▶ **Dataset content**:
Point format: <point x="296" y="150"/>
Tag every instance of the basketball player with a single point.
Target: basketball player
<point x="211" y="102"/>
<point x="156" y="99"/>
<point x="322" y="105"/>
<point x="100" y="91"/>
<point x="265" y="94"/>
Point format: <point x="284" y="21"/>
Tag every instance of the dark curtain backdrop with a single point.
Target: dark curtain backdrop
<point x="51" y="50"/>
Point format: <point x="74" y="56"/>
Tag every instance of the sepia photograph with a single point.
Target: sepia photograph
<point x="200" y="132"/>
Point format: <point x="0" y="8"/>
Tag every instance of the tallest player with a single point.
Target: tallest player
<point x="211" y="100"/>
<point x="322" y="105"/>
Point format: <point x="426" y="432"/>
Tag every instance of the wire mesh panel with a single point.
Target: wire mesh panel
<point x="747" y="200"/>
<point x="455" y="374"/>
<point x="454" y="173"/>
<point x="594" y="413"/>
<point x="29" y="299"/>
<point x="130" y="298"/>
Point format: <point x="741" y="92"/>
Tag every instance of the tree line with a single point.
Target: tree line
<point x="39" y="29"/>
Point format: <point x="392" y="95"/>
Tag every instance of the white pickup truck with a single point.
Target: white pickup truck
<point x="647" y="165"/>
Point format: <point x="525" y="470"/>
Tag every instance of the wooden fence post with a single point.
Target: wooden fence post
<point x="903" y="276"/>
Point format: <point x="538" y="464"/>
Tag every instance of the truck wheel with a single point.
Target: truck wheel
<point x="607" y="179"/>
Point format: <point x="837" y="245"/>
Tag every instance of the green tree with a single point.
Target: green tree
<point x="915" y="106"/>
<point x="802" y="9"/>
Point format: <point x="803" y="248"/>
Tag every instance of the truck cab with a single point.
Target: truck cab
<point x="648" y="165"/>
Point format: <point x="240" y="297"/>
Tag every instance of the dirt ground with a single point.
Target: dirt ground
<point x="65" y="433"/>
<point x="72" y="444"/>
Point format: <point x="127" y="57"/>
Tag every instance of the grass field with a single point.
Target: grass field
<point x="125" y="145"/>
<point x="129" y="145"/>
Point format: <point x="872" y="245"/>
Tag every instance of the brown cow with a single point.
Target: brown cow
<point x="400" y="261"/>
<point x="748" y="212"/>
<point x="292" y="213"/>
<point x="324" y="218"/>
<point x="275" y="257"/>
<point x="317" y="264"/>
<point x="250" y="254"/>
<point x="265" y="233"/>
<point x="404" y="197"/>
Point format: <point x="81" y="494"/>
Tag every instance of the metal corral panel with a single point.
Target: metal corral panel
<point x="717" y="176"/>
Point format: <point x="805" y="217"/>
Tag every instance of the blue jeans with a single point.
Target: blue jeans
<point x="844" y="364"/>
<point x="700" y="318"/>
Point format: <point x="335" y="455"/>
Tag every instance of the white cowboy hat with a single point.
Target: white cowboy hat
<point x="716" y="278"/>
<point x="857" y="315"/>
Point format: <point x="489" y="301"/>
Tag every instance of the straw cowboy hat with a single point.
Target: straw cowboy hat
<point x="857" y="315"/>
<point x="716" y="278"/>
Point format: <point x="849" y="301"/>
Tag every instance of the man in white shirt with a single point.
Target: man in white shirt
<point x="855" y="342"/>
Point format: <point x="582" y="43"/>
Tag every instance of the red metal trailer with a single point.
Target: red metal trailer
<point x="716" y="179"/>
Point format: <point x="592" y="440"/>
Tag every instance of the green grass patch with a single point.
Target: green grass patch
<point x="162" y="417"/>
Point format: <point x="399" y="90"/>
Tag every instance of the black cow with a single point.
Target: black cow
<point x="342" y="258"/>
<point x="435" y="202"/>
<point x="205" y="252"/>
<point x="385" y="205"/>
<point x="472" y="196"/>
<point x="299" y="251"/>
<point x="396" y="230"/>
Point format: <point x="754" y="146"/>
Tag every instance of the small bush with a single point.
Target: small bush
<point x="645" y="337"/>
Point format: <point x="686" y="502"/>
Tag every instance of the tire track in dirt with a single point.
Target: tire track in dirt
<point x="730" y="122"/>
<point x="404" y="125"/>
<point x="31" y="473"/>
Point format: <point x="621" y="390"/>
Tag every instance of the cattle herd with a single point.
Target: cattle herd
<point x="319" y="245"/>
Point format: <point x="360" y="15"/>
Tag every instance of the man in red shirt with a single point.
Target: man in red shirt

▶ **Stated goal**:
Restate each record word for word.

▶ **Worked answer**:
Point format: <point x="296" y="150"/>
Tag every instance of the basketball player with a single point.
Target: basketball player
<point x="211" y="102"/>
<point x="156" y="99"/>
<point x="322" y="105"/>
<point x="100" y="91"/>
<point x="265" y="94"/>
Point format: <point x="284" y="21"/>
Tag every instance of the dark curtain backdrop with a single point.
Target: dark curtain backdrop
<point x="51" y="50"/>
Point format: <point x="74" y="56"/>
Tag every instance of the sepia photograph with a single point.
Target: sepia photograph
<point x="200" y="132"/>
Point format: <point x="0" y="8"/>
Tag every instance of the tallest player with a single point.
Target: tallest player
<point x="211" y="100"/>
<point x="322" y="105"/>
Point format: <point x="426" y="432"/>
Tag every instance of the wire mesh panel with a single point.
Target: wire mesh panel
<point x="747" y="200"/>
<point x="455" y="374"/>
<point x="454" y="173"/>
<point x="594" y="413"/>
<point x="29" y="299"/>
<point x="130" y="298"/>
Point format: <point x="741" y="92"/>
Tag every instance of the tree line with a single point.
Target: tree line
<point x="39" y="29"/>
Point format: <point x="392" y="95"/>
Tag every instance of the white pickup truck with a single point.
Target: white pickup truck
<point x="647" y="165"/>
Point format: <point x="525" y="470"/>
Tag every instance of the wooden fence post with a single point.
Target: wooden fence post
<point x="903" y="276"/>
Point format: <point x="538" y="464"/>
Tag every instance of the truck wheel with a single point.
Target: truck wheel
<point x="607" y="179"/>
Point format: <point x="837" y="245"/>
Tag every instance of the green tree with a single point.
Target: green tree
<point x="915" y="106"/>
<point x="802" y="9"/>
Point format: <point x="803" y="248"/>
Tag every instance of the truck cab with a single point.
Target: truck cab
<point x="648" y="165"/>
Point format: <point x="240" y="297"/>
Tag every instance of the dirt ground with a single point.
Target: dirt ground
<point x="65" y="433"/>
<point x="72" y="444"/>
Point format: <point x="127" y="57"/>
Tag every instance of the grass field with a single point.
Target: grass field
<point x="125" y="145"/>
<point x="129" y="145"/>
Point format: <point x="872" y="245"/>
Tag every instance of the brown cow with a single point.
Target: brown cow
<point x="400" y="261"/>
<point x="748" y="212"/>
<point x="292" y="213"/>
<point x="324" y="218"/>
<point x="275" y="257"/>
<point x="317" y="264"/>
<point x="250" y="254"/>
<point x="265" y="233"/>
<point x="404" y="197"/>
Point format: <point x="81" y="494"/>
Tag every instance of the metal corral panel with a single point.
Target: metal corral panel
<point x="717" y="176"/>
Point format: <point x="805" y="217"/>
Tag every instance of the blue jeans with a single point.
Target: blue jeans
<point x="844" y="364"/>
<point x="700" y="318"/>
Point format: <point x="335" y="455"/>
Tag every instance of the white cowboy hat with a single point.
Target: white cowboy hat
<point x="716" y="278"/>
<point x="857" y="315"/>
Point format: <point x="489" y="301"/>
Tag every instance of the straw cowboy hat with a single point.
Target: straw cowboy hat
<point x="857" y="315"/>
<point x="716" y="278"/>
Point format: <point x="849" y="301"/>
Tag every instance of the man in white shirt with a single point.
Target: man in white shirt
<point x="855" y="342"/>
Point format: <point x="582" y="43"/>
Tag every instance of the red metal trailer with a single point.
Target: red metal trailer
<point x="716" y="179"/>
Point format: <point x="592" y="440"/>
Tag every instance of the green grass patch with a single point.
Target: green grass patch
<point x="162" y="417"/>
Point format: <point x="399" y="90"/>
Tag every instance of the black cow with a single point.
Target: black cow
<point x="342" y="258"/>
<point x="435" y="202"/>
<point x="205" y="252"/>
<point x="385" y="205"/>
<point x="472" y="196"/>
<point x="299" y="251"/>
<point x="396" y="230"/>
Point format: <point x="754" y="146"/>
Tag every instance of the small bush with a single point.
Target: small bush
<point x="645" y="337"/>
Point format: <point x="686" y="502"/>
Tag every instance of the tire track in dirt with a single point.
Target: tire track in dirt
<point x="730" y="122"/>
<point x="404" y="125"/>
<point x="31" y="473"/>
Point format: <point x="621" y="390"/>
Tag every instance of the cattle herd with a single point.
Target: cattle herd
<point x="319" y="245"/>
Point format: <point x="360" y="15"/>
Tag every instance of the man in red shirt with a single point.
Target: man in red shirt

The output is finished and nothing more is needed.